- **Instructions for the task**
Reproduce all of the material with every "one dot per instance" swapped for "a single dot for each instance" and nothing else changed. Omit the pictures.

- **Supplied information**
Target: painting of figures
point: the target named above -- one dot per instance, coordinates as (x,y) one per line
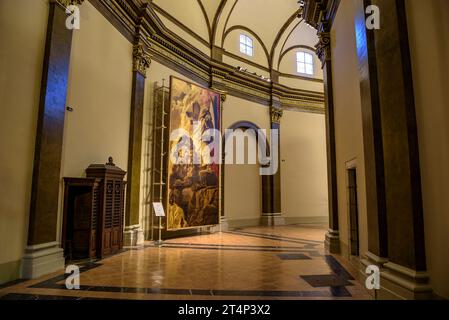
(194,162)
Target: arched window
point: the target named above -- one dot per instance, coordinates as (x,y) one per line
(246,45)
(304,63)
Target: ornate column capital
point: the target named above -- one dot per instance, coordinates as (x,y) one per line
(66,3)
(323,48)
(141,59)
(276,115)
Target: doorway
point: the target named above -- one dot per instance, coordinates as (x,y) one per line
(353,212)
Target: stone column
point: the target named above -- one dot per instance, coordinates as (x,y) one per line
(43,253)
(134,235)
(271,184)
(323,49)
(406,267)
(372,141)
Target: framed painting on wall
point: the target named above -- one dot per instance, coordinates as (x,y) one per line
(194,169)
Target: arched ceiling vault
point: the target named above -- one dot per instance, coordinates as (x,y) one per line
(276,24)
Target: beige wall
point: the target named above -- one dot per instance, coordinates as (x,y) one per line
(99,91)
(348,119)
(429,42)
(304,171)
(21,60)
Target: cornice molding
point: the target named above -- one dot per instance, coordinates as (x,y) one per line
(276,115)
(323,47)
(141,59)
(169,49)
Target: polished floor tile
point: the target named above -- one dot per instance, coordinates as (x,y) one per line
(287,262)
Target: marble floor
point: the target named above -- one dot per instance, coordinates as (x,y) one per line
(287,262)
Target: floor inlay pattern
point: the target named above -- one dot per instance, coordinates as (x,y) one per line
(251,263)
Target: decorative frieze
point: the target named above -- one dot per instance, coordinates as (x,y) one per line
(323,48)
(276,115)
(66,3)
(141,59)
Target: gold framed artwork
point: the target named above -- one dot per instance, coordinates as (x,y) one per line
(194,169)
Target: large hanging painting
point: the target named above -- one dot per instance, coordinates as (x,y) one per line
(194,161)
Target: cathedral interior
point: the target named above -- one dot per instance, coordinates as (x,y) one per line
(224,150)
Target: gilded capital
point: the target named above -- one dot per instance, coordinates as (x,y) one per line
(66,3)
(276,115)
(323,48)
(141,59)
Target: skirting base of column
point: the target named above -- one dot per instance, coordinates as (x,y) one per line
(397,282)
(332,242)
(42,259)
(223,226)
(133,236)
(270,220)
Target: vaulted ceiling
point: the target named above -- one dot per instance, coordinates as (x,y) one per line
(275,24)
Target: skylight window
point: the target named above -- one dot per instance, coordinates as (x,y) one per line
(304,63)
(246,45)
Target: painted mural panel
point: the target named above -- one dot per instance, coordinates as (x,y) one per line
(194,160)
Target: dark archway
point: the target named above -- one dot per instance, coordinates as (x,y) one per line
(242,125)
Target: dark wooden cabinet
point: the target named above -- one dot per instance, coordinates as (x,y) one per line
(81,208)
(112,207)
(94,212)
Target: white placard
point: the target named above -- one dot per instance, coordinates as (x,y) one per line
(158,209)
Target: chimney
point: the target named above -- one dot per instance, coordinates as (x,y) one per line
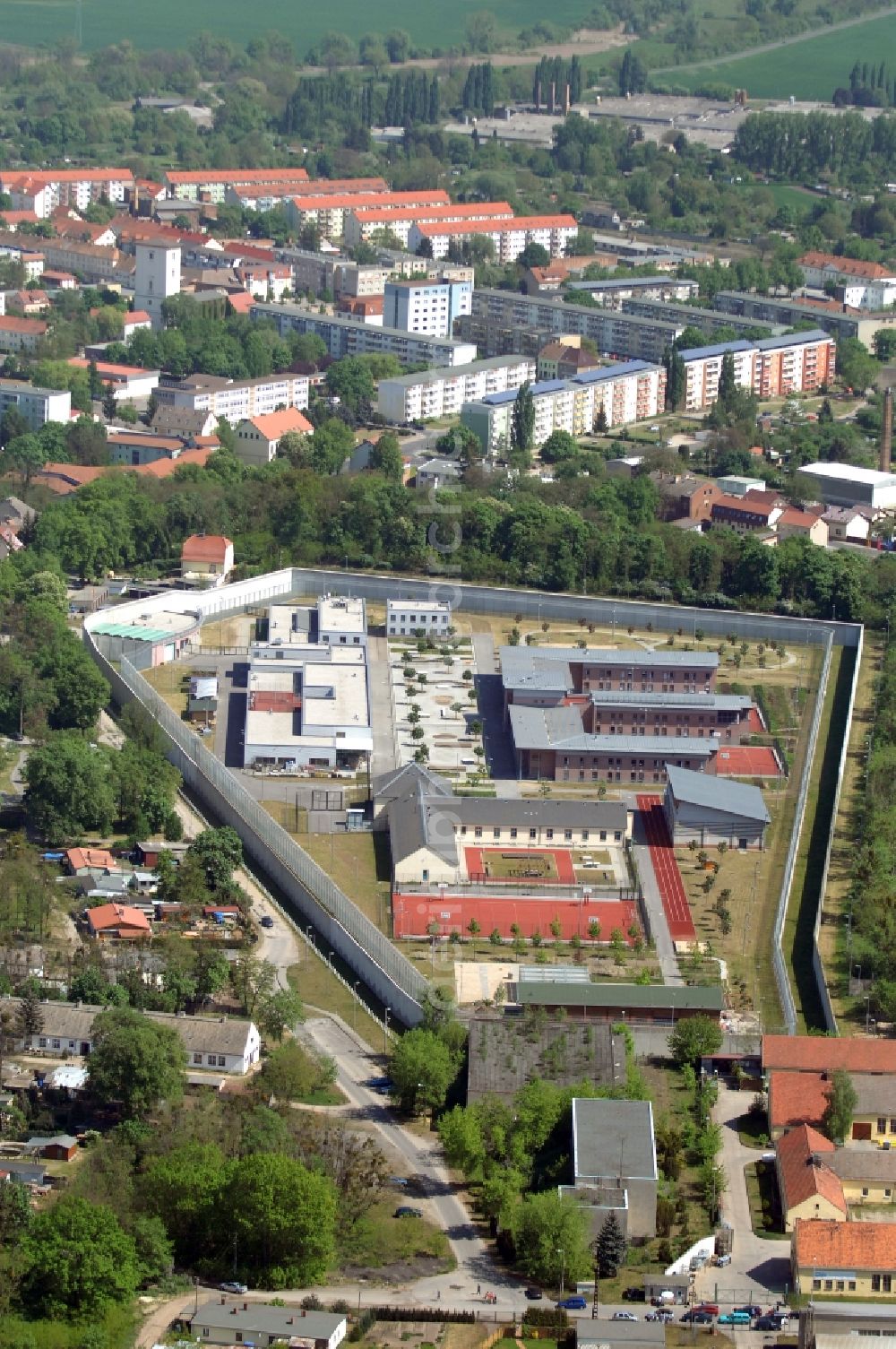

- **Solution for this problem**
Target: painting of figures
point: the target named above -- a single dot for each instance, coordinates as (x,y) one per line
(194,162)
Target: arched window
point: the target named above -- a single dot for each instance, coordinates as (x,y) one per line
(246,45)
(304,63)
Target: ornate column capital
point: the target named above -- a single dot for each instance, coordinates as (x,y) one per line
(66,3)
(323,48)
(141,59)
(276,115)
Target: doorway
point: the target named above -- a single dot for each instance, coordinates as (x,y) one per line
(353,212)
Target: stone column
point: the target named above -- a single dot for each instance, coordinates as (x,y) one per line
(43,253)
(134,235)
(271,184)
(323,49)
(406,267)
(372,141)
Target: framed painting on wall
point: the target named above -- a single dot for each instance, coordinates as (x,y) one per line
(194,169)
Target: arched ceiling vault
point: the target named above -- a single dot for each instance, coordinates as (x,y) one per line
(276,24)
Target: beige wall
point: the target named above -- a single dot for each instance, coordinates as (x,y) one per line
(99,91)
(348,119)
(429,42)
(304,171)
(21,60)
Target: cornice molding
point: the target named above -- a single dot for each instance, coordinates as (x,y) one per line
(276,115)
(323,47)
(141,59)
(169,49)
Target: polished floor tile
point: the target named above -- a single dot for each instance, coordinates as (x,y) one per line
(287,262)
Target: marble floor
point: the target named above -- a single dot for each instance, coordinates as (x,y) one per line
(287,262)
Target: floor inlay pattern
point: the target named above -- a single dot for each instance, coordinates as (x,y) one per line
(251,263)
Target: decorative frieze
point: the target named above -- a single dot for each instance, coordinates as (x,y) one per line
(323,48)
(276,115)
(66,3)
(141,59)
Target: gold framed artwork
point: the target named above -- a single dot for each instance, coordinates as (x,y) one per line
(194,169)
Target: large hanging painting
point: the target named above -- a single dot for each instance, coordinates as (x,y) one per line
(194,161)
Target: cathedral interior
point: the target named above -- a single dot for each instance, coordinates as (x,y) one per line
(224,150)
Target: gilded capital
point: the target named above -- a single dot for each instance, coordinates as (x,y) one per line
(66,3)
(276,115)
(323,48)
(141,59)
Target: skirting base of column
point: the target named above -- a single dot for each instance, coordinates as (x,y) one per line
(397,282)
(332,242)
(42,259)
(223,226)
(133,236)
(270,220)
Target: vaulted ceiling
point: the target named above -- a single dot for each instance, coordinates as (x,y) one per line
(275,24)
Target: skylight window
point: the target named above -- a single dot for each instance, coordinates as (x,y) one per line
(304,63)
(246,45)
Target: painted mural panel
point: the target named above -- a single dot for each instance, coordinates as (x,y) one per line
(194,160)
Target: dark archway
point: the target named above -- a single dot for each instance, coordinates as (x,y) one per line
(242,125)
Target: dark wooden cabinet
point: the target named above -- a single dot for each instance, coordinates as (x,y) one per line
(81,208)
(112,207)
(94,212)
Target: white placard
point: the target named above -- a single dot for each instance, coordinates as (x,y) one per line
(158,209)
Target: chimney
point: the target named above -- a single dot for each instance, coordinates as (x,y) one per line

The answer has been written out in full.